REQUIREMENTS
Starting at the first line of the items and ending at the line that contains "59,32 -> 78,43", rewrite those lines as a numbered list and omit any blank lines.

DATASET ROWS
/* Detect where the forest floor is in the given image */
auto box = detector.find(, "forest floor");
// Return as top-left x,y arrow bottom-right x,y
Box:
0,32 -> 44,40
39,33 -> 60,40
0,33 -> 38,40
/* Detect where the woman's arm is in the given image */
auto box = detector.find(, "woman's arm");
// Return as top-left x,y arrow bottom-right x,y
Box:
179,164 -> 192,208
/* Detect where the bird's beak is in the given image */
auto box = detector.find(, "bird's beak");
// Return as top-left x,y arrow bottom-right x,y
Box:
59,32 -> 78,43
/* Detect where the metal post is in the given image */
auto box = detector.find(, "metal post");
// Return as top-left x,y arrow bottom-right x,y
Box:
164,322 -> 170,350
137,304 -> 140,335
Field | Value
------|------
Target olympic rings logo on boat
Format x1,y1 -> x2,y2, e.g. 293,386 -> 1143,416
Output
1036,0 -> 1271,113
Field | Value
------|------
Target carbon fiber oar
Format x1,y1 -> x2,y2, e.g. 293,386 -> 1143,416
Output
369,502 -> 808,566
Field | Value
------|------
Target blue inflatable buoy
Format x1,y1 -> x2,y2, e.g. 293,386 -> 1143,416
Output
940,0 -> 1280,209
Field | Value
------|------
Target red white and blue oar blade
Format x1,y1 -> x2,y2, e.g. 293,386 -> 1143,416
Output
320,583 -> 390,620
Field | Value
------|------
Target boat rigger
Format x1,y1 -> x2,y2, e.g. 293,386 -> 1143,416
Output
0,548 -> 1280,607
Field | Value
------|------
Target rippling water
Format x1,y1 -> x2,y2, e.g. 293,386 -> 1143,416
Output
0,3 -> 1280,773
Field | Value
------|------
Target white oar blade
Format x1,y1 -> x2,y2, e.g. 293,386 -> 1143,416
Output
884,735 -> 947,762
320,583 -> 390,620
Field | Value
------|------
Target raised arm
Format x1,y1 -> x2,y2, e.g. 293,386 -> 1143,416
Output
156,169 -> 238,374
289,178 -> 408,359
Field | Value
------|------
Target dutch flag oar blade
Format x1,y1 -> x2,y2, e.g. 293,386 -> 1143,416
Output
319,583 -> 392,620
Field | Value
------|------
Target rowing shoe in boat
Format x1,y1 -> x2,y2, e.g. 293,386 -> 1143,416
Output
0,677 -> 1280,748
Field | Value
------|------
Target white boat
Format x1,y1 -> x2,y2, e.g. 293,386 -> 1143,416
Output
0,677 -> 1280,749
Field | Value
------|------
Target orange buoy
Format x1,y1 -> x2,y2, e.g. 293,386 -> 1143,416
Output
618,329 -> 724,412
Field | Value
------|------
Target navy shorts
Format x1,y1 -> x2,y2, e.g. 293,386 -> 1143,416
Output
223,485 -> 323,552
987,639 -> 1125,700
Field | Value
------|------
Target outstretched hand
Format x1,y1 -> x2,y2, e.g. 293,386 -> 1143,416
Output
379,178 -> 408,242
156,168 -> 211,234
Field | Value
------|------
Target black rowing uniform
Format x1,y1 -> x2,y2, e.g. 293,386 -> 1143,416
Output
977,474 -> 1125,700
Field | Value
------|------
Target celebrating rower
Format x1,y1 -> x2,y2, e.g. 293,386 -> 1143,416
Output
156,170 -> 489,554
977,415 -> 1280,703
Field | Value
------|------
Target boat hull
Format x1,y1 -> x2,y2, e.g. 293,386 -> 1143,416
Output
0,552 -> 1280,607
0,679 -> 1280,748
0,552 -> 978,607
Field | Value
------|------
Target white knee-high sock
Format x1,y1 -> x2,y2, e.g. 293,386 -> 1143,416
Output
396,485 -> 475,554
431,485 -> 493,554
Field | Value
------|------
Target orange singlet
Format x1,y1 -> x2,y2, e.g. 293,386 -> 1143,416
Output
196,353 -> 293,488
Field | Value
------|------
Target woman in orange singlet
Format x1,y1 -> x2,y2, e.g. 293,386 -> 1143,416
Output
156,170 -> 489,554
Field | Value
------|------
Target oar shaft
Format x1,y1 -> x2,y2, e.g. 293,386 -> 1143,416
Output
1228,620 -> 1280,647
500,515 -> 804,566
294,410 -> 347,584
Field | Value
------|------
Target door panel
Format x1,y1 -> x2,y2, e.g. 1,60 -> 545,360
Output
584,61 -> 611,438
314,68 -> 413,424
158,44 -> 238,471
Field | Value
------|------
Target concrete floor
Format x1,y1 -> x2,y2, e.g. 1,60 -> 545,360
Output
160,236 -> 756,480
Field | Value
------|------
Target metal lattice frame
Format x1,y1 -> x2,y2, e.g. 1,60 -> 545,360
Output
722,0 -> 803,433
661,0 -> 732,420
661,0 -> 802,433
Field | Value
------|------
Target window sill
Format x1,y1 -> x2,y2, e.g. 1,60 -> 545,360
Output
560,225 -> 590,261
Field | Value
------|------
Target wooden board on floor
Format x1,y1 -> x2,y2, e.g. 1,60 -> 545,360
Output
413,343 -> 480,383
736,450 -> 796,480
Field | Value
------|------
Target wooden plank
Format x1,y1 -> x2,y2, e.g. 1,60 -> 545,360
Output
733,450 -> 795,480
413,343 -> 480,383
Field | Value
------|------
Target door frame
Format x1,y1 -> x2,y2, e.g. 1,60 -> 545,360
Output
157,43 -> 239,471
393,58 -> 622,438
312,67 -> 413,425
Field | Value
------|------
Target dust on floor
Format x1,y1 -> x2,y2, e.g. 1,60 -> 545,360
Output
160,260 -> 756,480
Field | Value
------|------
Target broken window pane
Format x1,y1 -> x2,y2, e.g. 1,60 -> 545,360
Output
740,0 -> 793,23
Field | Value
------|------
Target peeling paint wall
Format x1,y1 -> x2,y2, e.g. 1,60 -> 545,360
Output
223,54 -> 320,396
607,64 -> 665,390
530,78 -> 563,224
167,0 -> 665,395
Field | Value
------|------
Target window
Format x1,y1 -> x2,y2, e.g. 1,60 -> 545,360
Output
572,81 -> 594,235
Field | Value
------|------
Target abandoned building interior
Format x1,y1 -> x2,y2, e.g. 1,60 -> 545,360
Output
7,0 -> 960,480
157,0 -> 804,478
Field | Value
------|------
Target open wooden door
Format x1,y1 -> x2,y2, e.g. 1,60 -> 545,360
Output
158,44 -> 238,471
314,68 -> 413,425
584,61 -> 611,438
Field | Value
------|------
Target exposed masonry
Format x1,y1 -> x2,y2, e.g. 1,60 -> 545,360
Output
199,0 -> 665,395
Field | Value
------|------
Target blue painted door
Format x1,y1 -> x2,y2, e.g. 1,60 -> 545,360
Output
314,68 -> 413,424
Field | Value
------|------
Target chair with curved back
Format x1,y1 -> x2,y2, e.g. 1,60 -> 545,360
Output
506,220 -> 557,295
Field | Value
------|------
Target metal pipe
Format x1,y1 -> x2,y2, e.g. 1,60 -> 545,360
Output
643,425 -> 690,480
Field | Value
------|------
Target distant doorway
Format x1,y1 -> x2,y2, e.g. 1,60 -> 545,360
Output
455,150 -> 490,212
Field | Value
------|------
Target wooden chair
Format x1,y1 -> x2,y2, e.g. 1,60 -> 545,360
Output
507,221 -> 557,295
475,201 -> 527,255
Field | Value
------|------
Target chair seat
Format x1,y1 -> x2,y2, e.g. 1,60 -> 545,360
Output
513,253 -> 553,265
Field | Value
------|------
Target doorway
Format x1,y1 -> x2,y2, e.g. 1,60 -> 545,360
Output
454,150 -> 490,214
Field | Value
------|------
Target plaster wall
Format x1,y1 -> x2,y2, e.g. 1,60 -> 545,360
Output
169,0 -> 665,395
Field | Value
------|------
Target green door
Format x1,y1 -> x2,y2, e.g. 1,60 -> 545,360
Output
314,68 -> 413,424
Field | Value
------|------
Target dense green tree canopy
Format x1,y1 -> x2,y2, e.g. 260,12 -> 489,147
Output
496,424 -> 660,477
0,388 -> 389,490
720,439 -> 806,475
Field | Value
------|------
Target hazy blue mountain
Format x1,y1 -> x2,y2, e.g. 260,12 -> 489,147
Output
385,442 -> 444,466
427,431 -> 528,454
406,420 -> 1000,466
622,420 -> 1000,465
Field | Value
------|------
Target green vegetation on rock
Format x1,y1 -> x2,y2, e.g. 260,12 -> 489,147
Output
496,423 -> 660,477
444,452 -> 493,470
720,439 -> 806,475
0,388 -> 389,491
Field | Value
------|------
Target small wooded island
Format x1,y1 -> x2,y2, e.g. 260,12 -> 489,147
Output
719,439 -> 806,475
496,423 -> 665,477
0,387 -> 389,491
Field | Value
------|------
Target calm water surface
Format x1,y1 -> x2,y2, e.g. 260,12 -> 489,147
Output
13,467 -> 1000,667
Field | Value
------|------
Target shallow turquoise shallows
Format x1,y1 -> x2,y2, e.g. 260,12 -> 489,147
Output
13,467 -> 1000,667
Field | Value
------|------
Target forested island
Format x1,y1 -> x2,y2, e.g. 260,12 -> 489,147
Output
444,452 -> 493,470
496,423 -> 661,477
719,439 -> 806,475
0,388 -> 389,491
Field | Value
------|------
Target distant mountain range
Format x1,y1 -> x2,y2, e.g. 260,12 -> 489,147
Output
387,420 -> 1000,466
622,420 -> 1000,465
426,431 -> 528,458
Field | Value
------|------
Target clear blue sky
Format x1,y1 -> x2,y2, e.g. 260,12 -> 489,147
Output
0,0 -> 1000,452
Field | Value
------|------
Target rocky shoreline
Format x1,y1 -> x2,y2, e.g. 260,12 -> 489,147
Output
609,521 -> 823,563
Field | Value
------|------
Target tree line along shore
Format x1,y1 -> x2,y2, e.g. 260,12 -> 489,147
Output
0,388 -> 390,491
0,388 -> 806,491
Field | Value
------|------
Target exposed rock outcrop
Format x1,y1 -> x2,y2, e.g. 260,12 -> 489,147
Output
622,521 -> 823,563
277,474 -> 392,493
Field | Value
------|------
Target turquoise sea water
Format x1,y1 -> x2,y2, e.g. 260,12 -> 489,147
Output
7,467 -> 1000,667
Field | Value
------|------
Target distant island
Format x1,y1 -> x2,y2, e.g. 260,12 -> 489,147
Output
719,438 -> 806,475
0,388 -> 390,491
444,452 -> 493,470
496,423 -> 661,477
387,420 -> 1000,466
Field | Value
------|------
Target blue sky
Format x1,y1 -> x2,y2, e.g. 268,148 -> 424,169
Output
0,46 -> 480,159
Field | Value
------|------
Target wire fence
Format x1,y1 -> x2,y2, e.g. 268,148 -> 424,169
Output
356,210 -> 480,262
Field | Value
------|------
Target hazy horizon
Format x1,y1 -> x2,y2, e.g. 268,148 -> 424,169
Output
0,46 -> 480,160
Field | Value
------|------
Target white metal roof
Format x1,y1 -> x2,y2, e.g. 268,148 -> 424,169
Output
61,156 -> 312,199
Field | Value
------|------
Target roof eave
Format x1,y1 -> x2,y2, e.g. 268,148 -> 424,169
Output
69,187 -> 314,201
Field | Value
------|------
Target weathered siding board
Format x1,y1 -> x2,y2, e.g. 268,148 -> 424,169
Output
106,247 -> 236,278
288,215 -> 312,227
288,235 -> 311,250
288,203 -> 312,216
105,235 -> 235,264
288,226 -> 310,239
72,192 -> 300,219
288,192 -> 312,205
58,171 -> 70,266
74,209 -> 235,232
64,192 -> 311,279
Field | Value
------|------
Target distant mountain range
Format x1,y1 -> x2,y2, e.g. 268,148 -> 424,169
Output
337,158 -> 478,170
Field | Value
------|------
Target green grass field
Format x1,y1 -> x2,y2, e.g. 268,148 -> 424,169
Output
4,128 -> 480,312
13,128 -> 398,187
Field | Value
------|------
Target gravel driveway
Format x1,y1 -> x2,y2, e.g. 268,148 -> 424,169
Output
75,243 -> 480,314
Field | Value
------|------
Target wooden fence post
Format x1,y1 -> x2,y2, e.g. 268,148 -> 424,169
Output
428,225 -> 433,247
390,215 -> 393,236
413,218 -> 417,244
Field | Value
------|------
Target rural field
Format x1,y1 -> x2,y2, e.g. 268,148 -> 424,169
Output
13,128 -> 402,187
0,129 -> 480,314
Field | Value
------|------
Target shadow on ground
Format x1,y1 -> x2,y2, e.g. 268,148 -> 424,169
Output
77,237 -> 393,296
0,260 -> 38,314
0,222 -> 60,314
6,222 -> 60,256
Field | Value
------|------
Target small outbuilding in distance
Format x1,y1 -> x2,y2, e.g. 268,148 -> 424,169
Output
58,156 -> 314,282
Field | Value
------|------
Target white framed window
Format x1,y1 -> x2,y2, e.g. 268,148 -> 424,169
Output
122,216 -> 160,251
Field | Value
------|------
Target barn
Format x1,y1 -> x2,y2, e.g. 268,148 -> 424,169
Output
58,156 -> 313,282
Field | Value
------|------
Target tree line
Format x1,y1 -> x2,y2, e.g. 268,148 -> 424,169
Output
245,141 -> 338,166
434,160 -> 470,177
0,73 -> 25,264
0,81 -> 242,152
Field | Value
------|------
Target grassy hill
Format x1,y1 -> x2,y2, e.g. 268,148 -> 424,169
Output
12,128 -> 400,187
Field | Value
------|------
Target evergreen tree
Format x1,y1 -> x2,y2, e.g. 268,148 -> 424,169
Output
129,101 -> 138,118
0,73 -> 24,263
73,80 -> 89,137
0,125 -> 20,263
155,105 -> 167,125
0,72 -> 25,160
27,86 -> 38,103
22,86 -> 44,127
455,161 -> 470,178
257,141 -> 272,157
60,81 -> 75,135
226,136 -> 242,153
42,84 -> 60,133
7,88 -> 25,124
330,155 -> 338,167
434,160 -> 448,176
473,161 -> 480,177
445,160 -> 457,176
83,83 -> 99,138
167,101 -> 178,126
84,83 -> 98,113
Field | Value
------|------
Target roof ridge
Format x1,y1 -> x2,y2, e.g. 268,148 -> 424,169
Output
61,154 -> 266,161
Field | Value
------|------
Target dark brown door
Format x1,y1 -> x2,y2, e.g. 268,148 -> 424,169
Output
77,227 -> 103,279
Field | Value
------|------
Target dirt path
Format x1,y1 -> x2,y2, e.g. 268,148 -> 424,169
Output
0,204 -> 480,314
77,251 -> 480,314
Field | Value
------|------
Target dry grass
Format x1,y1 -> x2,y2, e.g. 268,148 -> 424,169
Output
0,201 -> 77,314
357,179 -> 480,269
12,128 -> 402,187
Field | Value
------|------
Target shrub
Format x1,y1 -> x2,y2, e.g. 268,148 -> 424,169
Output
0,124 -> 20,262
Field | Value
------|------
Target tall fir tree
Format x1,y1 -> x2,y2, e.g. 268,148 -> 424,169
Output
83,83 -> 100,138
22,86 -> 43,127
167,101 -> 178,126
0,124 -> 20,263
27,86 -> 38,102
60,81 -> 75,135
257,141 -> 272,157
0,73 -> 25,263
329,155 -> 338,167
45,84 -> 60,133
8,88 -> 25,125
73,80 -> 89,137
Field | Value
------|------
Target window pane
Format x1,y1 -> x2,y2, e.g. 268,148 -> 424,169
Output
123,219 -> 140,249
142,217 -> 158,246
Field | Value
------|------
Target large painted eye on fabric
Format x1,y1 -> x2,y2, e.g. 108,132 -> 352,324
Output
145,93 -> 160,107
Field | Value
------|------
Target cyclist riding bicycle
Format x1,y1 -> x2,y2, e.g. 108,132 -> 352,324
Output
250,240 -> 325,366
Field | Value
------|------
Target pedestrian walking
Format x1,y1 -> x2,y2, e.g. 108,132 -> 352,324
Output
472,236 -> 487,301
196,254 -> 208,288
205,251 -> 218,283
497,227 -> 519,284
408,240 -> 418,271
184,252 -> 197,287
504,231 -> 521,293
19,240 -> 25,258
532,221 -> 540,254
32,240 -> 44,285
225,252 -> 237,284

SOLUTION BELOW
1. /* Detect where the forest floor is in the given image */
2. auto box = detector.find(, "forest floor");
3. // Return as top-left x,y arrow bottom-right x,y
4. Box:
5. 0,32 -> 44,40
6. 39,33 -> 60,40
7. 0,33 -> 38,40
8. /* Detect where the woman's arm is in the given image */
9. auto box = detector.find(, "woman's arm");
10. // Return as top-left x,y arrow bottom-right x,y
11. Box:
12. 179,164 -> 192,208
13. /* Detect where the bird's beak is in the given image */
14. auto box = detector.find(, "bird's beak");
15. // Return as top-left x,y arrow bottom-right x,y
16. Box:
17. 59,32 -> 78,43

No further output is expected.